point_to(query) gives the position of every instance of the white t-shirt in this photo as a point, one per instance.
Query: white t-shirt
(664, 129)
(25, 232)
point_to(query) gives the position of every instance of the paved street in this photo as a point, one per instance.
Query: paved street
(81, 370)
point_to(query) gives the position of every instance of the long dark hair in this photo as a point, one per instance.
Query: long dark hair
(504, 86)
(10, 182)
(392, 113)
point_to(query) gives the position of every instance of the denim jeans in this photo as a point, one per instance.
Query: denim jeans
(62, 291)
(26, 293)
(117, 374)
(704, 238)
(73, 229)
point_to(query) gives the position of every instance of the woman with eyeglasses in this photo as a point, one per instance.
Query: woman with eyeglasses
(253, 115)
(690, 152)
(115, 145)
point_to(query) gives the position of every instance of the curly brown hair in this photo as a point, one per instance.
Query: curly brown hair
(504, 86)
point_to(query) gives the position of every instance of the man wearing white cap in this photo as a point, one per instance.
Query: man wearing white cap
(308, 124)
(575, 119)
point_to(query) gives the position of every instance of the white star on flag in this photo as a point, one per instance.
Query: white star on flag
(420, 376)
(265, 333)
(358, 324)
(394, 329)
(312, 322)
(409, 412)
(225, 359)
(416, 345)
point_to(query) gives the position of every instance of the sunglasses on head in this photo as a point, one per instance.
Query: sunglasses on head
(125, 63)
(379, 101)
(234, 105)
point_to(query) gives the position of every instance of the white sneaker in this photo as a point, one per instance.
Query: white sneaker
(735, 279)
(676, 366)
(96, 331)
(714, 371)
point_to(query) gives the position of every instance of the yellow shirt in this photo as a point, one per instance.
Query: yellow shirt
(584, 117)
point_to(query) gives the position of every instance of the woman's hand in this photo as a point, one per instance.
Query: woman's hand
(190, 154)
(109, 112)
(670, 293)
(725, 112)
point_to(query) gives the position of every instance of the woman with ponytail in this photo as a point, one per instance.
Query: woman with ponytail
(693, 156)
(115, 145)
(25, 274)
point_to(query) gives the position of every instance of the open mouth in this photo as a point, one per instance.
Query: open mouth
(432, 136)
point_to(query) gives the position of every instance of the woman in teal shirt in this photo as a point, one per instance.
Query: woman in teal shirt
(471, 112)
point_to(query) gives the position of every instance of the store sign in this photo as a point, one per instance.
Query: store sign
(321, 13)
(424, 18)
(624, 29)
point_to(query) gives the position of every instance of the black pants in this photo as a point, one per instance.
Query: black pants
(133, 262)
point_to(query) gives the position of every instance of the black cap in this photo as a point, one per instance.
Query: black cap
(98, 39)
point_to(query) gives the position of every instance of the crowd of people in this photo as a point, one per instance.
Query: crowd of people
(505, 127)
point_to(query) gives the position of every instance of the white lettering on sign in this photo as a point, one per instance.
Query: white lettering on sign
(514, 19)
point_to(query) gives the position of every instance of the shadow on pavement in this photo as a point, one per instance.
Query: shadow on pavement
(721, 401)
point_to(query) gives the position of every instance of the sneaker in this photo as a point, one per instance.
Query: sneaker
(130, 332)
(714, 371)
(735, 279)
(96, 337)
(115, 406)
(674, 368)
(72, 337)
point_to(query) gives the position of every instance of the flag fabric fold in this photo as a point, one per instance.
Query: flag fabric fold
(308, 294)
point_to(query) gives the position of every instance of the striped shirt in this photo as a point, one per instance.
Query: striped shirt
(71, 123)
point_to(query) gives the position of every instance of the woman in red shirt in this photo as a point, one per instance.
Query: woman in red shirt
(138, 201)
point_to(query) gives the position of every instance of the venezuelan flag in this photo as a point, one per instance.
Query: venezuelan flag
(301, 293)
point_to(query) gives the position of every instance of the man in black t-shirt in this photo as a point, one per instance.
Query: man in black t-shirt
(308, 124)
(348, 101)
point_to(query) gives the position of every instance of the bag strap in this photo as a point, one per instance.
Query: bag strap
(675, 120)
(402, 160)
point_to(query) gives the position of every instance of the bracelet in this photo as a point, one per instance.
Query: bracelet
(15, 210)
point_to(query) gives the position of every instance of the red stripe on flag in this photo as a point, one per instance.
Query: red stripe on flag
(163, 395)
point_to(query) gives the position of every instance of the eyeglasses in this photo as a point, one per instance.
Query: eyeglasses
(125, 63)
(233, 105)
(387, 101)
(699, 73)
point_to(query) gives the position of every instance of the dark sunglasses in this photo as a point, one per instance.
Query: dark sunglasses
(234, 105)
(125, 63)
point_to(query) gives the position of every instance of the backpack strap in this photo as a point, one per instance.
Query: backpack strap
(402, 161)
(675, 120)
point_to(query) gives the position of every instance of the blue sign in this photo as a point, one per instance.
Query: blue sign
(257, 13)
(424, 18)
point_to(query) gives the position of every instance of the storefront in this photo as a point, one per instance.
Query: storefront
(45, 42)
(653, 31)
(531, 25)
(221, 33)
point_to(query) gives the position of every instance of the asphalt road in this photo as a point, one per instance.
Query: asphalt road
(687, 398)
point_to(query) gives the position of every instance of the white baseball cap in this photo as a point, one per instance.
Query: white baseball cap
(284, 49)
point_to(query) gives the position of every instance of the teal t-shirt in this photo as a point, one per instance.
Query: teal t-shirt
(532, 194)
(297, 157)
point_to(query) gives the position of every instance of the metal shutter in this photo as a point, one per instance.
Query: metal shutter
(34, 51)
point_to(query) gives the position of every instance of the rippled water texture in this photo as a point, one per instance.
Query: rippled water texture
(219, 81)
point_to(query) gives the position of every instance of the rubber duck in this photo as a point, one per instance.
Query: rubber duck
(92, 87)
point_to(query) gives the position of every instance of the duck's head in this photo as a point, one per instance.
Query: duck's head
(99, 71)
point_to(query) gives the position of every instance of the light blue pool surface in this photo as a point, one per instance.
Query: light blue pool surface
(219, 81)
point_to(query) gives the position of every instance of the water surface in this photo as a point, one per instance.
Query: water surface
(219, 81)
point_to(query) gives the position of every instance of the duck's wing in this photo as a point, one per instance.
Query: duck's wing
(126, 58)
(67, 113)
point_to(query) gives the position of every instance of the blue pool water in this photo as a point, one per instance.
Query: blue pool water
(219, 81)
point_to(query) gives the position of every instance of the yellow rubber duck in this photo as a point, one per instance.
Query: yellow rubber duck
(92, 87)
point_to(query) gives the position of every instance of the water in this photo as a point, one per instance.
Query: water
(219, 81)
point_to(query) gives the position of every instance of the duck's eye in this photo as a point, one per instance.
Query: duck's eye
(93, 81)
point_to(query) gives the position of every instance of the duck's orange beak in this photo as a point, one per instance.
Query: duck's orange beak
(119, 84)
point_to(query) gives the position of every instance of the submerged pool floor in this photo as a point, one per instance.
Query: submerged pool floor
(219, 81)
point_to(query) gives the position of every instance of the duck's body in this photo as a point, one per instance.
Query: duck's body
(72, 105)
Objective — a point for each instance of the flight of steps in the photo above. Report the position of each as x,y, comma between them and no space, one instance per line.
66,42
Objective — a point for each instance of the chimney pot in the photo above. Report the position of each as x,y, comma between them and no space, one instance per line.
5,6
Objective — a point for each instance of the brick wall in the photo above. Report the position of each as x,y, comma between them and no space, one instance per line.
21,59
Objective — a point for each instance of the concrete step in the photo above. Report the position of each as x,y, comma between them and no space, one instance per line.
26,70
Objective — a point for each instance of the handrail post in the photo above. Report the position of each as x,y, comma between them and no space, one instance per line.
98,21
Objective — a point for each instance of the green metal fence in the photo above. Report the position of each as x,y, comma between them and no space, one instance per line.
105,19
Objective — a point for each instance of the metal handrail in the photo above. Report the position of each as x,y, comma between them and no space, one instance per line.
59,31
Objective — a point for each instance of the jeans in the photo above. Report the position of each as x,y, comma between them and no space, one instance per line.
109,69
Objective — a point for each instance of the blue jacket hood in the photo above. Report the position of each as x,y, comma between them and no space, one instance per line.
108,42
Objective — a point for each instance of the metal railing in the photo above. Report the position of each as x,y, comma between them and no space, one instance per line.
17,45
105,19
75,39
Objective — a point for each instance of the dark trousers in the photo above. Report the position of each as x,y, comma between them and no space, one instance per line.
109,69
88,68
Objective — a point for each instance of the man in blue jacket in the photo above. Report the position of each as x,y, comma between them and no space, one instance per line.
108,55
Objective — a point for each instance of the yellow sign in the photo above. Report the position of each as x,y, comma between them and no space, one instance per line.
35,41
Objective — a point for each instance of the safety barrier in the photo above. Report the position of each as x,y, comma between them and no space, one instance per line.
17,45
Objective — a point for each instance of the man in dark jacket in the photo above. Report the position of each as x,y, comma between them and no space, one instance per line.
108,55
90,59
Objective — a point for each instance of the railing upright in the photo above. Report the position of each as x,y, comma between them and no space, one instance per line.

■ **Work to do**
Write out, word for word, every line from the one containing "Objective — a point for each instance of the dark" through the last line of the records above.

■ **Answer to the task**
Objective — a point for each instance of the dark trousers in the photo above. Report the position of each as x,y, comma between them and no space, one instance per line.
109,69
88,68
Objective — a point for each instance of the man in blue jacket in the photo above. Report the position of each as x,y, comma between them and no space, one instance per line.
108,55
Objective — a point for each instance of the yellow sign in the photo above. Report the position of each as x,y, comma between them and no space, one instance per line.
35,41
Objective — a point for each instance of the safety barrier in the photo above. Report the position of each as x,y, comma between them and no space, one instance per line.
17,45
Objective — a point for each instance of the man in dark jacket in the photo above. Report the position of each as x,y, comma between them and no space, one instance per line.
108,55
90,59
Objective — a point for each instance of the railing upright in the photo above. Report the position of each as x,y, comma between them and no space, one instance per line.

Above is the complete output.